#### THE REQUEST
Count how many lines in the entries below contain the string "dark" and reply with that number alone.
Start of DATA FOR PROCESSING
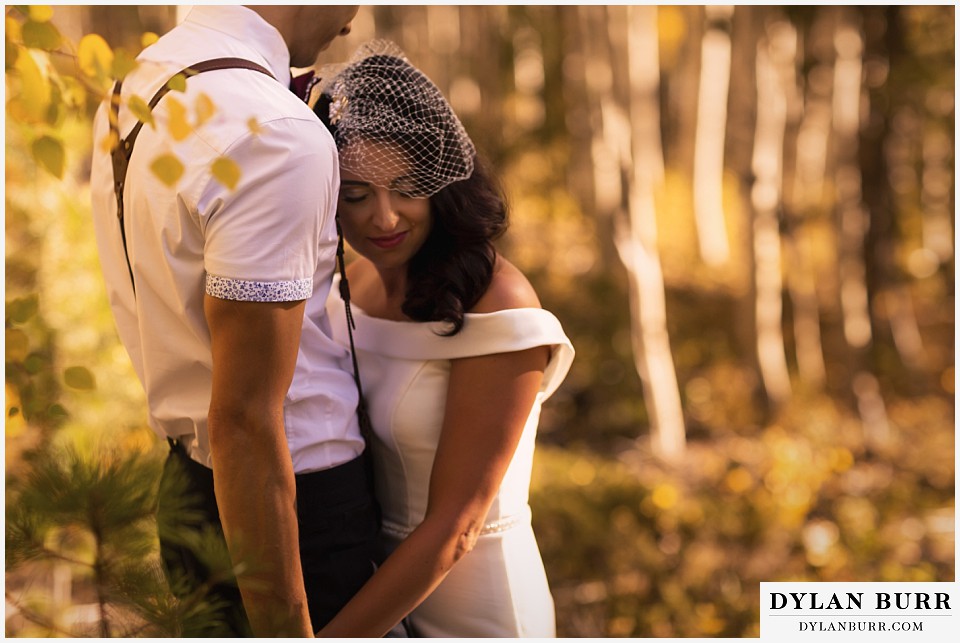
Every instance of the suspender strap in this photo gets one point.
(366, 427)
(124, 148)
End of DATA FOR PROCESSING
Start of DATA FOR PROCESSING
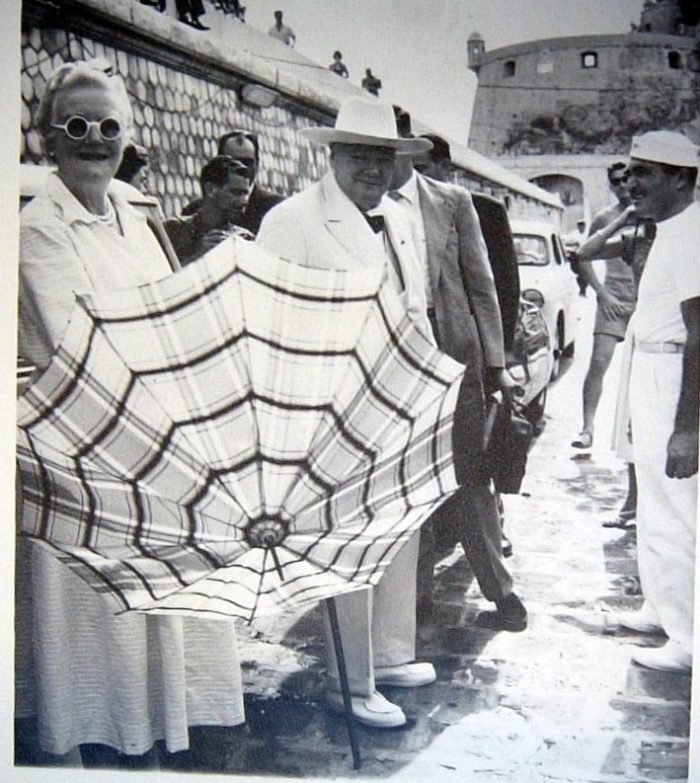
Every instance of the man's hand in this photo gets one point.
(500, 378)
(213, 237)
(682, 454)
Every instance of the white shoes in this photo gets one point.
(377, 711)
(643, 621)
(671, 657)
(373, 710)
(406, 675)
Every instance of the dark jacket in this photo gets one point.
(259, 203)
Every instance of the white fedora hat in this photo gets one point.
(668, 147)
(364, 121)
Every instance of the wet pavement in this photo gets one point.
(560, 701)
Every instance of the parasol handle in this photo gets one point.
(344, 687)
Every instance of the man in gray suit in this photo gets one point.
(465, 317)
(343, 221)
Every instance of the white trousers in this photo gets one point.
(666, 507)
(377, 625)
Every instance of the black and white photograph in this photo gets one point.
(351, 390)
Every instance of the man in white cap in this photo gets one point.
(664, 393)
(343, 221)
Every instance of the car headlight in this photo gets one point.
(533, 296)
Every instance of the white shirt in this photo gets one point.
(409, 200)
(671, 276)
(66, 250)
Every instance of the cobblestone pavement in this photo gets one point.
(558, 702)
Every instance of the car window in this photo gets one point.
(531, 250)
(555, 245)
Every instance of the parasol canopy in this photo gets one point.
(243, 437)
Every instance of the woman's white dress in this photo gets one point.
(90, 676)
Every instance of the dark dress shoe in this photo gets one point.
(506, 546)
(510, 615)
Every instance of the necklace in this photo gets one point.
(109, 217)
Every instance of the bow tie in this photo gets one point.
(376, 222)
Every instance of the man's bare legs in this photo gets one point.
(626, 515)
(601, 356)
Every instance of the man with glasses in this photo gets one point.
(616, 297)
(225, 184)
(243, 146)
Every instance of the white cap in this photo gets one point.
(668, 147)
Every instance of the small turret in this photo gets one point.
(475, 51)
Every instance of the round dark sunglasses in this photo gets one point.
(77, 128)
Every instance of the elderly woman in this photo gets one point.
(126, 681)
End of DATA FOR PROCESSING
#### WRITTEN REPLY
3